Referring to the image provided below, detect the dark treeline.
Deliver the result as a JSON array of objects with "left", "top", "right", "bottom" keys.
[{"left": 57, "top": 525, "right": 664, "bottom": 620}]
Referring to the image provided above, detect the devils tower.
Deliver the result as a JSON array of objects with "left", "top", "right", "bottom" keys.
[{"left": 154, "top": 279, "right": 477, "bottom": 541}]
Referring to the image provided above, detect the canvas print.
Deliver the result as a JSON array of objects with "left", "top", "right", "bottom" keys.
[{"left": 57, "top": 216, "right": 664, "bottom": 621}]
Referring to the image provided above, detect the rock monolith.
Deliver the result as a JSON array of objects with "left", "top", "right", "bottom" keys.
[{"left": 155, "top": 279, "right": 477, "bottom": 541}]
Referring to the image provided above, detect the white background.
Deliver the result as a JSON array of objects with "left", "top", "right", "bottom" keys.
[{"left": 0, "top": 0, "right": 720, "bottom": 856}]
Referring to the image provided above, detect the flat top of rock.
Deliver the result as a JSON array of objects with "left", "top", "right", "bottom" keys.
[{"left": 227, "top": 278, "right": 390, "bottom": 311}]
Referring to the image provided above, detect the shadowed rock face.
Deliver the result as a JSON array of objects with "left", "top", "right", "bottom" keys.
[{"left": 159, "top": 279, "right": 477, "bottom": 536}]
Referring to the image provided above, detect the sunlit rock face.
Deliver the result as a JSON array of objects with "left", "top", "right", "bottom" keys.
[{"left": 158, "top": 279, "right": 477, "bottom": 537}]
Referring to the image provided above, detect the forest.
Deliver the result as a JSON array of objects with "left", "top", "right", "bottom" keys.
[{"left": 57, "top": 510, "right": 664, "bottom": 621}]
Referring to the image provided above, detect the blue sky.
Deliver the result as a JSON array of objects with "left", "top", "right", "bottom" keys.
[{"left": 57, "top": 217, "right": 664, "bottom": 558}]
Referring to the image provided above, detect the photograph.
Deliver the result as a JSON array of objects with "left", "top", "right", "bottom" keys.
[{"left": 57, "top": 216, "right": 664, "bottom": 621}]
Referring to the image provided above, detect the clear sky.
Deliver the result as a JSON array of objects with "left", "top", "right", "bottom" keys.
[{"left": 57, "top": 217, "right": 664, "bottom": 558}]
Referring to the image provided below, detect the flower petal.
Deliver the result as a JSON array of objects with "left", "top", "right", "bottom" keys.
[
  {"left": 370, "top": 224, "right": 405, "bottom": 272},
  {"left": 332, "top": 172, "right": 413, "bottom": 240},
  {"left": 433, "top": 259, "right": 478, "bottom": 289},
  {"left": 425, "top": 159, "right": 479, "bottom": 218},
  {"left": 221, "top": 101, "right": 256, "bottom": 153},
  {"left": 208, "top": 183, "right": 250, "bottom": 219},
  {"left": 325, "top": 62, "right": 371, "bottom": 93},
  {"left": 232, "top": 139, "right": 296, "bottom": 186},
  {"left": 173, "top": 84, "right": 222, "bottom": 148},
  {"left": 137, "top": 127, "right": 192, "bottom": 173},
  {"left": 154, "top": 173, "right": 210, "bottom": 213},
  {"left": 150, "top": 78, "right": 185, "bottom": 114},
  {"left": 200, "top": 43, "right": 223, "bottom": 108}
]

*-*-*

Please pull out each line above that contains the string "rock" and copy it. Case counts.

> [Response]:
Referring to the image provided above, detect the rock monolith.
Referring to the image provided above, detect the flat top of rock.
Referring to the image provided above, detect the shadowed rock face.
Referring to the image provided above, detect the sunlit rock face.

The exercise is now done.